GIVEN ENTRIES>
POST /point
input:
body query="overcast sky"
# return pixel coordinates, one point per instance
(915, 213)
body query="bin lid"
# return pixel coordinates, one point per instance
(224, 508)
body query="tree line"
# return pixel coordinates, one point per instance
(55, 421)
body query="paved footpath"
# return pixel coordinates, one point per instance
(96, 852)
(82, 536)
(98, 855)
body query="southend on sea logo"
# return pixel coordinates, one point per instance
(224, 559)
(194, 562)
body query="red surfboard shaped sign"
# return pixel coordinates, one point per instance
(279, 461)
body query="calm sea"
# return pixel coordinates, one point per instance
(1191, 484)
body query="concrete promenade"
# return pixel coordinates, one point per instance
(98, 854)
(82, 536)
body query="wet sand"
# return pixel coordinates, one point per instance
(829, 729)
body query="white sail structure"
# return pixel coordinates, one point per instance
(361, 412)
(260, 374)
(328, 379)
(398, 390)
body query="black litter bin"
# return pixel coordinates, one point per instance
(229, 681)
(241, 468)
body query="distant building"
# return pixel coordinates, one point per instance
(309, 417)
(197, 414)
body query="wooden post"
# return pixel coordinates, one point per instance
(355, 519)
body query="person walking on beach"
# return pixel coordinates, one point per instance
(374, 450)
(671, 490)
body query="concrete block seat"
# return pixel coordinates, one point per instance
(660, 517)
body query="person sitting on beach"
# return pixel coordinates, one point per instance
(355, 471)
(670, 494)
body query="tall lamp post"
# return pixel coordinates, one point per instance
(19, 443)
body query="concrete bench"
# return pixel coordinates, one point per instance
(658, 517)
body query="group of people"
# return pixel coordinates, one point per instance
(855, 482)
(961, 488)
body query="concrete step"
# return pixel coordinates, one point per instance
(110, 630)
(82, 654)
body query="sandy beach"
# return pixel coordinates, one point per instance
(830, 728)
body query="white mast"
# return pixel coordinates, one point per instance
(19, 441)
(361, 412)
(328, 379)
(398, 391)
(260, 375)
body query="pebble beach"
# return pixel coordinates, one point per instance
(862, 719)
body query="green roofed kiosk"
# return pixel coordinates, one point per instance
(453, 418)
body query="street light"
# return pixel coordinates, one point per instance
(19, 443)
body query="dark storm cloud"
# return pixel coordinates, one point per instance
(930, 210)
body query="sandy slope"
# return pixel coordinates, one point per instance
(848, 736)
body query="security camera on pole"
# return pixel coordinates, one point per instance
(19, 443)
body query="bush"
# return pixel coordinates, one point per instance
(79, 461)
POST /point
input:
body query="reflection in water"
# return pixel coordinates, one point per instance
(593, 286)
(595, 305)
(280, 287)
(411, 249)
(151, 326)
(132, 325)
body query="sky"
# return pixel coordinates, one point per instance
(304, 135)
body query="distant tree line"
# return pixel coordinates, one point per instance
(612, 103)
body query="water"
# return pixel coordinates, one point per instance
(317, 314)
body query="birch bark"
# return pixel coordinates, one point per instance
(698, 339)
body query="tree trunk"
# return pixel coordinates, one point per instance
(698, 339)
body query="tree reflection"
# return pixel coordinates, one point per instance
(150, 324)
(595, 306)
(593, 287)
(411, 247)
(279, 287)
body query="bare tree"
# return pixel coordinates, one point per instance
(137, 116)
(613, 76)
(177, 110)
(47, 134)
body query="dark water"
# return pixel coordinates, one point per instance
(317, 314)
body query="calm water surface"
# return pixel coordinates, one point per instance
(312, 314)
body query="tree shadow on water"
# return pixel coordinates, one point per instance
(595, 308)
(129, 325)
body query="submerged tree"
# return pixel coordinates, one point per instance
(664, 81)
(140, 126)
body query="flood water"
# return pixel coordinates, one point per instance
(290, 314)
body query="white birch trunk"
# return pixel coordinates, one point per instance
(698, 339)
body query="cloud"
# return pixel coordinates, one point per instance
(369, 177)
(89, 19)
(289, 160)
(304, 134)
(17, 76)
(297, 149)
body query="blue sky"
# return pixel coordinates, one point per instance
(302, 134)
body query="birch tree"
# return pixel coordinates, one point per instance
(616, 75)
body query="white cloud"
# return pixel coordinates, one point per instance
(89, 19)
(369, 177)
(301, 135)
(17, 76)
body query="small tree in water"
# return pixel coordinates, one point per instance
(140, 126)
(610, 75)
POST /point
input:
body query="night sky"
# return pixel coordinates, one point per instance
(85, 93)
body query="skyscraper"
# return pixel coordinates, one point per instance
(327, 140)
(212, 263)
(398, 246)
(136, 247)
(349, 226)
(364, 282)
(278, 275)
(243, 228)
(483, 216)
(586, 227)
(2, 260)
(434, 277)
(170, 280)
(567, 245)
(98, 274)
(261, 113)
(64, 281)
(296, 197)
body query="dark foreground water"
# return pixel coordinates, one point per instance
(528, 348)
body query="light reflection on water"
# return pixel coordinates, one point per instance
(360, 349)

ASSIGNMENT> Give back the full listing exactly as it stands above.

ANSWER FOR THE TASK>
POST /point
input:
body query="overcast sky"
# return pixel coordinates, one point per instance
(915, 213)
body query="bin lid"
# return pixel coordinates, one point per instance
(224, 508)
body query="tree line"
# return pixel coordinates, one point per instance
(55, 421)
body query="paved footpath"
# return pixel coordinates, one point per instance
(96, 852)
(82, 536)
(98, 855)
body query="southend on sea logo"
# return pixel coordinates, one point per instance
(224, 559)
(194, 562)
body query="red surfboard shaped sign"
# return pixel coordinates, one point per instance
(279, 461)
body query="calm sea"
# return pixel coordinates, one point per instance
(1191, 484)
body query="concrete promenade"
# return pixel coordinates, one point per instance
(98, 854)
(82, 536)
body query="wet sand"
# return pixel coordinates, one point per instance
(829, 729)
body query="white sail structure"
# return pixel coordinates, one point per instance
(361, 412)
(260, 374)
(328, 379)
(398, 390)
body query="black litter bin"
# return pixel coordinates, one point per instance
(229, 681)
(241, 468)
body query="distant building"
# return pixel coordinates, one point per instance
(309, 417)
(197, 414)
body query="wooden post"
# return pixel coordinates, one point per instance
(355, 519)
body query="person walking on beach"
# return pixel coordinates, one point per instance
(374, 450)
(671, 490)
body query="concrete block seat"
# return pixel coordinates, one point per instance
(660, 517)
body query="person sitting on beach"
# return pixel coordinates, one point per instance
(355, 471)
(670, 494)
body query="tall lamp post"
# return pixel coordinates, one point per instance
(19, 443)
body query="concrete bench"
# return pixel coordinates, one point per instance
(658, 517)
body query="group of people"
# return pixel coordinates, one point per instance
(855, 482)
(961, 488)
body query="concrete step"
# return pixel coordinates, one point per instance
(110, 630)
(82, 654)
body query="sandy beach"
# return pixel coordinates, one point per instance
(830, 728)
body query="white mast"
# return pixel coordinates, one point per instance
(19, 441)
(361, 412)
(328, 379)
(398, 391)
(260, 375)
body query="pebble beach"
# return pixel coordinates, one point per instance
(862, 719)
body query="green roofed kiosk"
# return pixel coordinates, one point per instance
(453, 418)
body query="street light"
# return pixel coordinates, one point per instance
(19, 443)
body query="dark storm cloud"
# return pixel coordinates, one point per instance
(930, 210)
body query="sandy slope"
# return pixel coordinates, one point per instance
(848, 736)
body query="security camera on pole"
# return pixel coordinates, one point per instance
(19, 443)
body query="bush"
# return pixel coordinates, one point per instance
(79, 461)
POST /point
input:
body query="reflection in water"
# return pixel coordinates, one point per instance
(593, 286)
(595, 305)
(280, 287)
(411, 249)
(151, 326)
(132, 325)
body query="sky"
# return pixel coordinates, one point per instance
(304, 135)
body query="distant tree line"
# return pixel coordinates, one point per instance
(612, 103)
body query="water"
# return pixel coordinates, one point per instance
(317, 314)
body query="birch bark"
# return pixel coordinates, one point per instance
(698, 339)
body query="tree trunk"
# return pixel coordinates, one point per instance
(698, 339)
body query="tree reflection"
# return pixel coordinates, one point per instance
(150, 324)
(595, 306)
(593, 287)
(411, 247)
(279, 287)
body query="bare tree"
# return pixel coordinates, one point per instance
(137, 116)
(613, 76)
(177, 110)
(47, 134)
body query="dark water"
# return pixel coordinates, one point per instance
(317, 314)
body query="calm water surface"
# return pixel coordinates, one point per instance
(312, 314)
body query="tree shadow on water"
# return pixel coordinates, one point per instance
(595, 308)
(129, 325)
body query="submerged tree"
# return pixel coordinates, one point per instance
(664, 81)
(140, 126)
body query="flood water"
# return pixel coordinates, one point per instance
(290, 314)
body query="white birch trunk"
# return pixel coordinates, one point per instance
(698, 339)
body query="cloud"
# return pixel coordinates, one point per instance
(369, 177)
(89, 19)
(289, 160)
(304, 134)
(17, 76)
(297, 149)
body query="blue sky"
# return pixel coordinates, one point per instance
(302, 134)
body query="birch tree"
# return pixel coordinates, one point per instance
(616, 75)
body query="white cloud"
# return pixel coordinates, one point per instance
(89, 19)
(369, 177)
(301, 135)
(17, 76)
body query="small tree in water"
# return pixel coordinates, one point per instance
(140, 126)
(610, 75)
POST /point
input:
body query="night sky"
# return pixel coordinates, one point per instance
(85, 93)
body query="skyscraper"
# return pixel coordinates, one point per instance
(327, 140)
(212, 263)
(398, 246)
(136, 247)
(349, 226)
(364, 282)
(278, 275)
(243, 228)
(483, 216)
(586, 227)
(2, 260)
(434, 277)
(170, 280)
(567, 245)
(98, 274)
(261, 113)
(64, 281)
(296, 197)
body query="dark foreground water"
# return pixel coordinates, one point per instance
(528, 348)
body query="light reflection on water"
# return pixel coordinates, one point per instance
(360, 349)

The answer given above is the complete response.